#### Provided text

— start —

Welcome one, welcome all to Hockley in the Hole. Most of you, I’m sure won’t know exactly where Hockley in the Hole is, or should I say was, because of course, this area no longer exists. Well, it is Lost London, after all. It was a once famed bear garden on Rag Street, but Rag Street doesn’t exist either, but Ray Street does. The area lies in the valley of the once free flowing river fleet, which in rainy seasons overflowed, transforming the area into a water clogged Hockley hole. And of course, Hockley is old English and it means muddy field, and hole is dirt and leaves is a pasture or muddy dirty field. So, this is a dirty hole. So, as the name suggests, it sort of had the same kind of reputation. And of course, don’t let the name Ray Street fool you either. So, Ray Street is the modern-day name in Clerkenwell for the street that was called Ray Street, and the Victorians renamed that, and Rag Street only appears in 1774. Before that, it was named Hockley in the Hole, and it was named that for hundreds of years.

— end —

#### Required task
Can you carry the passage on Hockley in the Hole forward from its last sentence?

#### Excerpted records
— start —

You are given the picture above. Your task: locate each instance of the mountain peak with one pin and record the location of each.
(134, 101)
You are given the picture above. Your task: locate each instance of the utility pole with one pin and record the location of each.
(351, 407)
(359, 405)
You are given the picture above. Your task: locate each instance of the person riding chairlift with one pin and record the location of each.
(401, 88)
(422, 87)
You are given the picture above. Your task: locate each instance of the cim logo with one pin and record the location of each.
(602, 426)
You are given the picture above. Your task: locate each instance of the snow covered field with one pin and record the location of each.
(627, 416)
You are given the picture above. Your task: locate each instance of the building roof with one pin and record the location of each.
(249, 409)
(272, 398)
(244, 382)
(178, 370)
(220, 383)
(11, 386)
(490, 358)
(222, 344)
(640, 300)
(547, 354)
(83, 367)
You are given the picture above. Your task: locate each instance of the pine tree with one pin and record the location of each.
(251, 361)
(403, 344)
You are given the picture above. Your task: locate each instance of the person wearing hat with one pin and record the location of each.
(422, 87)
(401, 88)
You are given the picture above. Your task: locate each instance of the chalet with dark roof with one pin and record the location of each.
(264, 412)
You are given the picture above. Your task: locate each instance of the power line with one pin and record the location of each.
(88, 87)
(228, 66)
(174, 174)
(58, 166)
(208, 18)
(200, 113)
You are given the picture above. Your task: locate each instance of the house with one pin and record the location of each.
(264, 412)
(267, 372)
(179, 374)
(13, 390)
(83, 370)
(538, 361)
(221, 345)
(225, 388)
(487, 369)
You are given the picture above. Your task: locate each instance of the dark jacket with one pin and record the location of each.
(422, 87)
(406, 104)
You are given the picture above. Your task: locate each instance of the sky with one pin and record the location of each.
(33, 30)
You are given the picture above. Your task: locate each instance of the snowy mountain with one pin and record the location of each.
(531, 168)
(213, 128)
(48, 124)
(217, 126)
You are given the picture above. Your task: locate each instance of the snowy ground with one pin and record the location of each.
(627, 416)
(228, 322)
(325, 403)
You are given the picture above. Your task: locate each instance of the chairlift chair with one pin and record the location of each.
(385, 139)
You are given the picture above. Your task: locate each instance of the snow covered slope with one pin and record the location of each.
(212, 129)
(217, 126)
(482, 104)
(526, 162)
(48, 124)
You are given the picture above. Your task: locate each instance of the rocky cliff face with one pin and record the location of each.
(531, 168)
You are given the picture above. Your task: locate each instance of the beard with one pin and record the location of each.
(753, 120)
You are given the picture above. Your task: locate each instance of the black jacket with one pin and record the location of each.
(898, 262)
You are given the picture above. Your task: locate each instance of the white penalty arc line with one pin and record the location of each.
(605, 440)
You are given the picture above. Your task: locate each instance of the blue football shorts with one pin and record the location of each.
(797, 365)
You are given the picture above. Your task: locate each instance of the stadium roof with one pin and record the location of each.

— end —

#### Result of this task
Now, quite sadly this whole affair is hardly more than a nominal existence now, it has been used in the filming of the movie Paddington, for a few seconds at least. But really not much else is there, other than the late Victorian pub, which is now called the Coach. But prior to that, for hundreds of years, there was a pub called the Coach and Horses. In 1661, the year of Charles II’s coronation, there were 21 houses rated to the poor here, and its conditions certainly doesn’t seem to change in the next hundred years. In 1756, the old London newspaper, the public advisor, describes the neglected state that Hockley in the Hole is not only very narrow, ruinous and full of great holes, but the old houses joining the roadside in Hockley for once of inhabitants or owners, are daily tumbling down. So, the area seems to have been very well named indeed; it was both physically and morally low conditioned area.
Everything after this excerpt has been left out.